-- Input records --

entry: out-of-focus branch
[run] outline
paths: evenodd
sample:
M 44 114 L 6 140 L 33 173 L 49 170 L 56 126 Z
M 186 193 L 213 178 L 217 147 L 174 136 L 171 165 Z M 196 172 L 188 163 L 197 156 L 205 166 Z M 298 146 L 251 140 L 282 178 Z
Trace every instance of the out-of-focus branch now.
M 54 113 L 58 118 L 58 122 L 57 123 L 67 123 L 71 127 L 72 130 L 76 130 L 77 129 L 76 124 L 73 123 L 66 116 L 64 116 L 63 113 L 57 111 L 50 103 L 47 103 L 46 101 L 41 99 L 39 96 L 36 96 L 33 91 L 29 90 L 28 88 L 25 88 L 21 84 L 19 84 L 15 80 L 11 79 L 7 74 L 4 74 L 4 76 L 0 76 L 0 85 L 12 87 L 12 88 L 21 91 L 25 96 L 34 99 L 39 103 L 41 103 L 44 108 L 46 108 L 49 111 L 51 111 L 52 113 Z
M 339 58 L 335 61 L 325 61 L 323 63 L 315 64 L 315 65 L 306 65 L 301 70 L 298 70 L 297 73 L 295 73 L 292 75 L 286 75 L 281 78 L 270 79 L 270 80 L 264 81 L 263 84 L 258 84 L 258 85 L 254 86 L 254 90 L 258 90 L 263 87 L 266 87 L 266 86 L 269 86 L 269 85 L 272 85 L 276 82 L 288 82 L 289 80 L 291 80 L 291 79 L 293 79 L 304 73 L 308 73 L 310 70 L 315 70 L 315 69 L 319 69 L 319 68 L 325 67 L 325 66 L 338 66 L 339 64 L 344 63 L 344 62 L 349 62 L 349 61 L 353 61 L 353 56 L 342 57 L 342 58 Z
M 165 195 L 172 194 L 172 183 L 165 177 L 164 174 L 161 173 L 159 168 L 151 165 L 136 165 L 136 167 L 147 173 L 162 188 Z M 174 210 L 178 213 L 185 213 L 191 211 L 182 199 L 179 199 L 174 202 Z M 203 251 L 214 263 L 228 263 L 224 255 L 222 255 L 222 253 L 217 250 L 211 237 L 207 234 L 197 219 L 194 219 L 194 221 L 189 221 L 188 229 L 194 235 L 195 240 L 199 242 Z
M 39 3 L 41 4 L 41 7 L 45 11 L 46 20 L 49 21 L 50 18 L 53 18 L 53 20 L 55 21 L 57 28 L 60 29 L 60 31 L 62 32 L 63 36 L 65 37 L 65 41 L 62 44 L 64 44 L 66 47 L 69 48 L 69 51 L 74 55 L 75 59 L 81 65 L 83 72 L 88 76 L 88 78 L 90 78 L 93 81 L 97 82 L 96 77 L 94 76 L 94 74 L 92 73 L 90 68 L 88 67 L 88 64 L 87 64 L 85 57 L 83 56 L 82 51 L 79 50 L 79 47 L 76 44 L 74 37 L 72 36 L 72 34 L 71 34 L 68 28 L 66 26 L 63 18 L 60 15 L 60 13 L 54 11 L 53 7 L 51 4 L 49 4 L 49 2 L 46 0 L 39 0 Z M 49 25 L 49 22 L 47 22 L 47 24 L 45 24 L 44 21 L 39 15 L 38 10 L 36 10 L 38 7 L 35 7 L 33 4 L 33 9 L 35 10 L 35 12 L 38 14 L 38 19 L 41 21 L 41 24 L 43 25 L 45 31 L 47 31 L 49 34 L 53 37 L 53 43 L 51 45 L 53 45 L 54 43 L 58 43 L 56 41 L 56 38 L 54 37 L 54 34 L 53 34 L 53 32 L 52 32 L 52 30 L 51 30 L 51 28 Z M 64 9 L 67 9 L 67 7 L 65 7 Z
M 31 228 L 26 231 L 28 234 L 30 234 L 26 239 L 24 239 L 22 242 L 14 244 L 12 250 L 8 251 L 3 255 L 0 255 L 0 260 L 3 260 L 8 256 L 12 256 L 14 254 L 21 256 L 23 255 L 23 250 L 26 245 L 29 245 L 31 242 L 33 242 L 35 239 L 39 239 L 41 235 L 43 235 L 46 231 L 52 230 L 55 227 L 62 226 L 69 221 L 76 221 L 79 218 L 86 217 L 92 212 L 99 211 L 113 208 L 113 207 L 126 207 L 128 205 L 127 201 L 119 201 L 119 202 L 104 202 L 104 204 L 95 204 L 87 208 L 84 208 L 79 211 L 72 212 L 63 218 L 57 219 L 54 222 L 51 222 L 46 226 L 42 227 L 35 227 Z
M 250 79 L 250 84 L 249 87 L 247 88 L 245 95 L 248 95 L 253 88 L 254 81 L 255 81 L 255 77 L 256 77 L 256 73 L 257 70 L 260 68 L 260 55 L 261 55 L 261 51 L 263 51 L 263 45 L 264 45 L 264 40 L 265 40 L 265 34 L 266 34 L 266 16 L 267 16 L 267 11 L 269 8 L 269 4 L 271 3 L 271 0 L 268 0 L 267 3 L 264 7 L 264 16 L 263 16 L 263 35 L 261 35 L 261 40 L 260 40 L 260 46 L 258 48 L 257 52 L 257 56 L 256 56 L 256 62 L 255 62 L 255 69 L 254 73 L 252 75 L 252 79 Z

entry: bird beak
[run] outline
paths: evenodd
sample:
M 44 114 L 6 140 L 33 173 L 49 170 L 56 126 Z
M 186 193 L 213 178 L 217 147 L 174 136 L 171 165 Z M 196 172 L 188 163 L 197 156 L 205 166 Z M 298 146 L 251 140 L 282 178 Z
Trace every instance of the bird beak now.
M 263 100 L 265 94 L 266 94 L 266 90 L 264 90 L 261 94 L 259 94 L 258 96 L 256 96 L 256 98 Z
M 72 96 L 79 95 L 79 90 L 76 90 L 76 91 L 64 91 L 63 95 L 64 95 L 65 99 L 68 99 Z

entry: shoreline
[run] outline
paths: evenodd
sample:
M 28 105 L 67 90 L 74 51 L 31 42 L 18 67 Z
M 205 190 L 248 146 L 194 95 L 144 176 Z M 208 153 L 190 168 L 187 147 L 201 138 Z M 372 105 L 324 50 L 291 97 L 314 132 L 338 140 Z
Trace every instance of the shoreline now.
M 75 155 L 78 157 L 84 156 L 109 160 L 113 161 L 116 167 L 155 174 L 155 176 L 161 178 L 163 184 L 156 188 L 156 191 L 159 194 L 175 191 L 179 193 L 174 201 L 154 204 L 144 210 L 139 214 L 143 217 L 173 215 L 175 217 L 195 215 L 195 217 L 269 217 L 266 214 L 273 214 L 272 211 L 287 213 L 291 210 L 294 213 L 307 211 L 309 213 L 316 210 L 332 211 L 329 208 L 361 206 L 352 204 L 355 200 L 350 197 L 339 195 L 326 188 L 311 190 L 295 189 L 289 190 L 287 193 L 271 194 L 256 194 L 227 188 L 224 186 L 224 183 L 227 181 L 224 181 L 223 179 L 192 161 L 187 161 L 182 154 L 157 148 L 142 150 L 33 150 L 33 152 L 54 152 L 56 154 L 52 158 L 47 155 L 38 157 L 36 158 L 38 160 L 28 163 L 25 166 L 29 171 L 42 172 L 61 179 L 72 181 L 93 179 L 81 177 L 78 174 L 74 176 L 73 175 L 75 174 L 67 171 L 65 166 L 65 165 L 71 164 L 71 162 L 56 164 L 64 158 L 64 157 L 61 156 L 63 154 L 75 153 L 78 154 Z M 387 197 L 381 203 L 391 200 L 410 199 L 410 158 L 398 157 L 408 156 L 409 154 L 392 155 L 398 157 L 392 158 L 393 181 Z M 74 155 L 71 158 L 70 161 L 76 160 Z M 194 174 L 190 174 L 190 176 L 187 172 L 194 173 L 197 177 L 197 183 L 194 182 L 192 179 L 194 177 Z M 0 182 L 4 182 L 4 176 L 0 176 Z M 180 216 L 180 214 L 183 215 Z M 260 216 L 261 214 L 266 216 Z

-- The request --
Copy exactly, and only, the lines from the one containing "entry: shoreline" through the last line of the listing.

-- Answer in full --
entry: shoreline
[run] outline
paths: evenodd
sample:
M 28 105 L 67 90 L 74 51 L 31 42 L 18 67 Z
M 205 190 L 248 146 L 194 95 L 144 176 Z M 208 153 L 190 168 L 187 147 L 201 138 Z M 372 105 L 324 50 L 291 97 L 314 132 L 338 140 Z
Trace every instance of the shoreline now.
M 75 155 L 78 157 L 84 156 L 109 160 L 113 161 L 116 167 L 155 174 L 155 176 L 161 178 L 163 184 L 156 188 L 156 191 L 159 194 L 175 191 L 179 193 L 174 201 L 154 204 L 144 210 L 139 214 L 143 217 L 173 215 L 175 217 L 195 215 L 195 217 L 269 217 L 266 214 L 273 214 L 272 211 L 287 213 L 291 210 L 294 213 L 307 211 L 309 213 L 316 210 L 332 211 L 329 208 L 361 206 L 352 204 L 355 200 L 350 197 L 339 195 L 326 188 L 311 190 L 295 189 L 289 190 L 287 193 L 271 194 L 256 194 L 227 188 L 224 186 L 224 183 L 227 181 L 224 181 L 223 179 L 192 161 L 187 161 L 182 154 L 157 148 L 142 150 L 33 150 L 33 152 L 54 152 L 56 154 L 52 158 L 47 155 L 38 157 L 36 158 L 38 160 L 28 163 L 25 166 L 29 171 L 42 172 L 61 179 L 72 181 L 93 179 L 81 177 L 78 174 L 74 176 L 73 175 L 75 174 L 67 171 L 65 166 L 65 165 L 71 164 L 71 162 L 56 164 L 64 158 L 64 157 L 61 156 L 63 154 L 75 153 L 78 154 Z M 387 197 L 381 203 L 391 200 L 410 199 L 410 158 L 398 157 L 408 156 L 409 154 L 392 155 L 398 157 L 392 158 L 393 181 Z M 74 155 L 71 158 L 70 161 L 76 160 Z M 194 174 L 190 174 L 190 176 L 187 172 L 194 173 L 197 177 L 197 183 L 194 182 L 192 179 L 194 177 Z M 0 182 L 4 182 L 4 176 L 0 176 Z M 180 216 L 180 214 L 183 215 Z M 260 216 L 261 214 L 266 216 Z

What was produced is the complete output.